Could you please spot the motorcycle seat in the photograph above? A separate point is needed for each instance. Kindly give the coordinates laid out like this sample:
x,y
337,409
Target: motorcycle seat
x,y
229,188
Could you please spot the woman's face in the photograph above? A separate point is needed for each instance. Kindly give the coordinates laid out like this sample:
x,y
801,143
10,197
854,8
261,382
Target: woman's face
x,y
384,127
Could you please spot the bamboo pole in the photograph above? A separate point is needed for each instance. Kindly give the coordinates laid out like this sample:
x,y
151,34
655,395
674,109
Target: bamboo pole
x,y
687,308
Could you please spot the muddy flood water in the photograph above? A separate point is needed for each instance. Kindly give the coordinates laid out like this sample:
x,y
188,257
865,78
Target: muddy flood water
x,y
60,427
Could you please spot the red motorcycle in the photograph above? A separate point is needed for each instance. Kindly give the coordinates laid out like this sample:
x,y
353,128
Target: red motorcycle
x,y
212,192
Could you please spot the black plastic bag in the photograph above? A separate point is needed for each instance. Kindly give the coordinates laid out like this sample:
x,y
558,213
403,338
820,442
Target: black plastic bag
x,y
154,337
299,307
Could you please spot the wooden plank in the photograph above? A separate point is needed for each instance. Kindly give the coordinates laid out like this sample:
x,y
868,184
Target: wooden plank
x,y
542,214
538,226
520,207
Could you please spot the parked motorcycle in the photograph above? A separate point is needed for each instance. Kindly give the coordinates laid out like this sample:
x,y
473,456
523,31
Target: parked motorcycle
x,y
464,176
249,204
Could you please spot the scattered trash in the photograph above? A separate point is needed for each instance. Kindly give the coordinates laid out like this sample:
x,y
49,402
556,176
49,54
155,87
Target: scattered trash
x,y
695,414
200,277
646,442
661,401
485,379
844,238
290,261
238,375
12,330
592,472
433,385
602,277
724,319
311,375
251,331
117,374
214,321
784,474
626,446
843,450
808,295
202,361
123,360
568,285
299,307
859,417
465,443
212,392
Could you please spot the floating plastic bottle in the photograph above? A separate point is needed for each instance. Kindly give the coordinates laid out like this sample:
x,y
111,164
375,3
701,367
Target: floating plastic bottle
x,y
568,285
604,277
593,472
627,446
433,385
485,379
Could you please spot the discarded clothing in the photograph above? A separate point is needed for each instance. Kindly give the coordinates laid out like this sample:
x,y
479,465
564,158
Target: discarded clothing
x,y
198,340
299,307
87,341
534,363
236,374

········

Each entry above is to be printed again exactly.

Could you please spot the motorcycle seat in the photograph above? A separate point is needed for each instance. Kindly give the coordinates laid out like this sample:
x,y
337,409
Target: motorcycle seat
x,y
229,188
Could you please spot the woman's face in the photograph above? A separate point is needed for each instance. Kindly give the coordinates laid out like this sample:
x,y
801,143
10,197
854,8
261,382
Target: woman's face
x,y
384,127
Could you please spot the bamboo pole in the photograph above? A separate point is needed for each instance. Kindly give the coordinates laid out like this sample:
x,y
151,34
655,395
674,109
Target: bamboo pole
x,y
687,308
Could you please spot the muddy flood water in the photograph above? A separate point is needed for each instance. Kindly give the coordinates laid out like this sample:
x,y
188,257
865,78
Target: muddy flood water
x,y
60,427
Could you please spot the red motorcycle in the photograph above? A separate point is needed for each instance. Kindly give the coordinates laid out like this sample:
x,y
353,128
Target: red motorcycle
x,y
212,192
Could you please spot the black plastic bag in the photograph above? A separate point is needed for each instance. Kindly give the coordinates laid out like this sample:
x,y
558,213
403,338
820,442
Target: black plastic bag
x,y
154,337
299,307
Could you please spot the wooden plank in the photograph above? A separate point is needed for each instance. Kindly give the coordinates laid out like this sample:
x,y
868,184
Target: wooden plank
x,y
542,214
538,226
520,207
Could you please spot the parked motorcycle in the photograph above? A separate point is needed for each instance. Kindly give the coordinates laid out like this sample:
x,y
473,456
523,31
Target: parked motorcycle
x,y
464,176
249,204
Could you please spot the scattered trash in the photograph above? A separate point is needed for each instance. Kindly give the coordinates laid out like this sample:
x,y
49,402
556,176
49,54
155,87
Target: scattered trash
x,y
695,414
200,277
646,442
661,401
485,379
844,238
290,261
238,375
12,330
592,472
433,385
602,277
724,319
311,375
251,331
117,374
214,321
784,474
626,446
843,450
808,295
202,361
123,360
568,285
299,307
859,417
465,443
212,392
Could you please spot the floating plastic bottle in the photograph above? A separate point is needed for each instance. Kindly give the coordinates laid out like this sample:
x,y
111,164
375,3
701,367
Target: floating plastic bottle
x,y
568,285
604,277
593,472
627,446
433,385
485,379
Could you please spot the discarded clothing in the photograph above? A separate point is needed for each instance. Kindly give the coordinates laid out like this sample:
x,y
479,465
564,158
Target: discarded clothing
x,y
198,340
299,307
87,341
534,363
236,374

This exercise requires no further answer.